Print nothing except the lines of the listing below from the line with "TARGET: blue lift tower" to the line with "TARGET: thin marker pole", each exactly as written, both ends included.

+ + + + +

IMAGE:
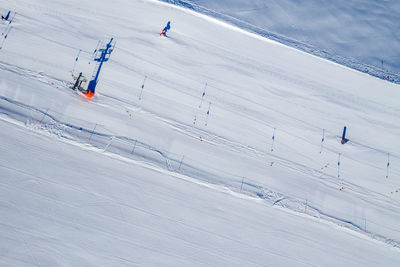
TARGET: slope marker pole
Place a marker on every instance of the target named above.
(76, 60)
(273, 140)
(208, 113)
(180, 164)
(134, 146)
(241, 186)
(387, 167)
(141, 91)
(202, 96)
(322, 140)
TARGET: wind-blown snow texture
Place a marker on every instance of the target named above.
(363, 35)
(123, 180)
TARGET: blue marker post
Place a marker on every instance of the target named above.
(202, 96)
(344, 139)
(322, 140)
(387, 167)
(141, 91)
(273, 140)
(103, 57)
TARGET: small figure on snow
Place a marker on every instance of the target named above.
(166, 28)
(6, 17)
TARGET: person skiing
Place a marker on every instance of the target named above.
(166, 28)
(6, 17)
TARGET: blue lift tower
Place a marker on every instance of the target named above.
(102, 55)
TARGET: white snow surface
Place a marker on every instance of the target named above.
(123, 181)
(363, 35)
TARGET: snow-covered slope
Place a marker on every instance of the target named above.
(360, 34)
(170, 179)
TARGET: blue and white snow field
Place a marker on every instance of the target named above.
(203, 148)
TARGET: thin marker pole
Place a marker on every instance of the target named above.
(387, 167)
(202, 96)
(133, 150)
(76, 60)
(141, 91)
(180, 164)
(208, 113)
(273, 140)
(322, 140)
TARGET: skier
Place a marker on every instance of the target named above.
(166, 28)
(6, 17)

+ + + + +

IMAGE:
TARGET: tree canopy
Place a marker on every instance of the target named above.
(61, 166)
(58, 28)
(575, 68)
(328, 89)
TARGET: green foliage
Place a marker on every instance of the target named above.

+ + + + +

# [Answer]
TARGET: blue lift tower
Place a marker on every instance of the target named above.
(102, 55)
TARGET: white snow surface
Place a marker on every instance of the target named above.
(123, 181)
(363, 35)
TARGET: snow-covered slope
Place a marker on every instance of the target named above.
(360, 34)
(170, 179)
TARGET: blue and white snow field
Place a marker on every instance of the target named above.
(203, 148)
TARGET: thin marker pole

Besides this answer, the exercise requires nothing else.